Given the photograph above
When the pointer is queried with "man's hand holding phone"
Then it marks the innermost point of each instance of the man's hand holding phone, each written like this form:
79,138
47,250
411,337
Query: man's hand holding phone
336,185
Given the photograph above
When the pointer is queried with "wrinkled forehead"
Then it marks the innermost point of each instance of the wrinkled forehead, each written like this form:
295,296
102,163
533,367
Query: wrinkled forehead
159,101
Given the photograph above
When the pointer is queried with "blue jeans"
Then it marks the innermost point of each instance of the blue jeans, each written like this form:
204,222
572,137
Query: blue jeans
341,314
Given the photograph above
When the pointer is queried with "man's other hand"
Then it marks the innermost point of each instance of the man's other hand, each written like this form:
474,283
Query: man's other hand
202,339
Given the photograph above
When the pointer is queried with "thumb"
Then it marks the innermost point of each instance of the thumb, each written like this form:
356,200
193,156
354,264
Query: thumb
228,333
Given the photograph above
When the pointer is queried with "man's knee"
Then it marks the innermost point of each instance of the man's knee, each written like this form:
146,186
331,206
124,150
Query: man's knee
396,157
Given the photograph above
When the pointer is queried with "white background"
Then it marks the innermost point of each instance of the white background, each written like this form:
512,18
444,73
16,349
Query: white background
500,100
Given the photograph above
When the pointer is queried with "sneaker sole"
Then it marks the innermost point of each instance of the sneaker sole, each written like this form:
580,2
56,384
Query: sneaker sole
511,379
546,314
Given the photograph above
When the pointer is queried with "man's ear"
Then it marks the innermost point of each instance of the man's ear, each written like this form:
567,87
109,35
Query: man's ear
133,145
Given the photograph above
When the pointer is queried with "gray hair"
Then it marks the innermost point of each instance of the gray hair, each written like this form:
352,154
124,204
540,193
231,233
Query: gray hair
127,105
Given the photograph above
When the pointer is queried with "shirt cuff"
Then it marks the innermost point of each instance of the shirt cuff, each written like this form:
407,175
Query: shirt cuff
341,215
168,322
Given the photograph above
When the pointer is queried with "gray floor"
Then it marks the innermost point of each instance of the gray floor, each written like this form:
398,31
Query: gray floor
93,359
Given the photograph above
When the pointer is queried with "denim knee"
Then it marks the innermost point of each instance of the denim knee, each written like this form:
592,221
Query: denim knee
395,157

==*==

The whole set of records needs to be written out exactly.

Given the photograph above
When the pointer is queried with "man's hand holding phone"
Then it marks the innermost point of each instance of the man's hand holding phone, each written like this form:
79,138
47,250
411,337
Query: man's hand holding phone
336,185
Given the photograph above
When the pointer is queried with "wrinkled forehead"
Then it marks the innermost point of each instance of the wrinkled forehead, each written like this form:
295,296
102,163
533,367
Query: wrinkled forehead
159,101
Given the photograph above
When the pointer is queried with "blue jeans"
Then it marks the innermost point of each instance of the blue jeans, each written like this form:
204,222
572,137
Query: blue jeans
341,314
Given the photograph above
When the pointer is queried with "man's other hand"
Then it marks the innermost point of each instance of the man's other hand, each written like this form:
474,283
Query: man's other hand
202,339
Given the photograph above
When the pointer is queried with "thumb"
Then it marks the innermost point of each instance of the thumb, each written like this form:
356,200
193,156
354,264
Query: thumb
228,333
Given the photograph above
When the pointer is queried with "man's knee"
Then it marks the innermost point of each instance of the man's knee, each written like this form:
146,186
331,206
124,150
Query: man's knee
396,157
Given the photograph above
When the pointer is queried with "white background"
Then it marks the innermost point of each instance of the white background, each written like this form:
512,18
444,73
16,349
Query: white background
500,100
Given the photograph above
When the pointer is queried with "sneaker sole"
Then it marks the innermost point of each instance of the sneaker sole, each written like this form:
580,2
56,384
Query: sneaker sole
511,379
546,314
Given the photograph above
When the pointer is queried with "man's ear"
Then it marks the innermost point of each instance of the man's ear, each written like this form:
567,87
109,35
Query: man's ear
133,145
Given the photograph above
When the pointer is queried with "gray hair"
Then it marks the innermost point of each instance of the gray hair, each written like this form:
352,154
124,204
540,193
231,233
Query: gray hair
127,105
Given the photograph above
When the pointer is queried with "shirt cuff"
Then it marks the innermost point of each instance of the shirt cuff, each written like this form:
407,175
Query: shirt cuff
341,215
168,322
Given the photograph above
When the pointer is queried with "gray floor"
Then it marks the innermost point of each instance of the gray floor, each written like this form:
398,31
Query: gray floor
93,359
Given the photograph above
When the pointer is queried with "denim knee"
Then it marks the innermost point of each instance of the denim knee, each written like this form:
592,221
Query: denim knee
395,157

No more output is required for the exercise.